*What is needed*
Reproduce all entries word for word.

─── Source data ───

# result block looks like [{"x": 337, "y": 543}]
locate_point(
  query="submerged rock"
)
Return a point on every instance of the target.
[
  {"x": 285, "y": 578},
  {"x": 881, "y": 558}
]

───

*Written answer*
# result block looks like [{"x": 337, "y": 543}]
locate_point(
  query="submerged rock"
)
Return a point on every instance of the target.
[
  {"x": 285, "y": 578},
  {"x": 881, "y": 558}
]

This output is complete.